(Position annotation records)
----------------

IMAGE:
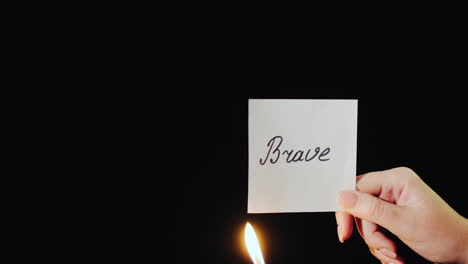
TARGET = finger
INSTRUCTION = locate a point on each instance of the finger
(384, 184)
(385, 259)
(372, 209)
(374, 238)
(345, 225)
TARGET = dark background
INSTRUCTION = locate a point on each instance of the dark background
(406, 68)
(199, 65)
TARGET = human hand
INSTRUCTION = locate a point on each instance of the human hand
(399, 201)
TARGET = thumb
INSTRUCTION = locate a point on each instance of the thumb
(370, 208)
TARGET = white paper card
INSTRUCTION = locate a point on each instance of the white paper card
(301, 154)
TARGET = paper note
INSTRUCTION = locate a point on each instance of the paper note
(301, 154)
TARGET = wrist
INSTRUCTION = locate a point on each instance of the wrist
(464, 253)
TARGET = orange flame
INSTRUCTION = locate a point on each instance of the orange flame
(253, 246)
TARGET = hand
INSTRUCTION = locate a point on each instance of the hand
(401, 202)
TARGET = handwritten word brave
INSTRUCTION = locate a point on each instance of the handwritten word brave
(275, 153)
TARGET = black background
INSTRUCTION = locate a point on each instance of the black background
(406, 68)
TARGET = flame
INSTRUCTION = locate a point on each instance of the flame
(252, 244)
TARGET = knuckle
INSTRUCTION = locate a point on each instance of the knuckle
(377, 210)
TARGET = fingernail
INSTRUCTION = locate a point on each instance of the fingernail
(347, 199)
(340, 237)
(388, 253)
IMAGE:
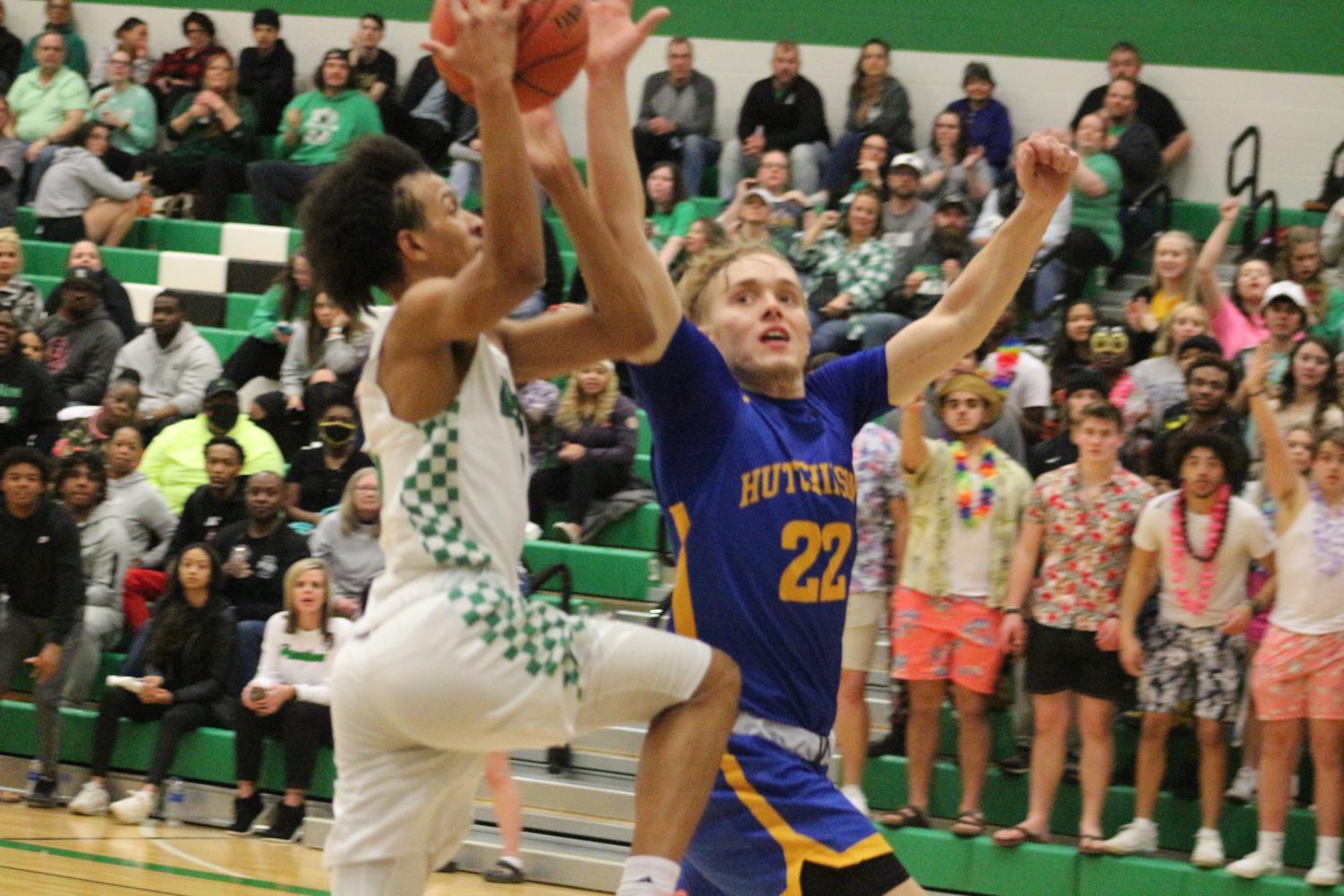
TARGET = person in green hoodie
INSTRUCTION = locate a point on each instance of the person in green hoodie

----------------

§ **To be done**
Please reproduce the records above word for word, leaving out the pictures.

§ **The result**
IMAGE:
TARGET = finger
INSTRUCTION = locate a point on each instance of the finger
(384, 184)
(385, 259)
(372, 209)
(374, 238)
(345, 225)
TARGET = dark background
INSTRUCTION = locate a point on each instance of the dark background
(406, 68)
(199, 65)
TARGET = human hand
INSTRUCTION = locate a point on each instance of the human hand
(399, 201)
TARGET = thumb
INSTRUCTION = locate a point on each instance of the thumb
(370, 208)
TARGET = white paper card
INSTRUCTION = locate a point on each instance of the white paper card
(301, 154)
TARGET = paper note
INSTRUCTION = locate a point on each instance of the paper note
(301, 154)
TARGET = wrist
INSTRUCTION = locate a point on each instance of the wrist
(464, 253)
TARGET = orange flame
INSTRUCTION = locate a point on each instance of the orange flame
(253, 246)
TARGET = hand
INSTRUCTION = locate a point on each instance of the hand
(401, 202)
TARGET = handwritten word brave
INSTRUCTION = locate a point on each instance of the handwritten word brave
(275, 153)
TARGET = black background
INSTRUCTION = locate a point on each instance of the black background
(406, 68)
TARGET = flame
INSTRUCTION = locate a point on each instance of the flame
(252, 244)
TARGET = knuckle
INSTRUCTION = locate a point on each instance of the knuckle
(377, 210)
TARGET = fingernail
INSTRUCTION = locate a point on each instance of the fingernail
(347, 199)
(340, 237)
(388, 253)
IMAGE:
TARGET = person in green hoodie
INSTRUCTION = locate a point on each instance of the person in green hoodie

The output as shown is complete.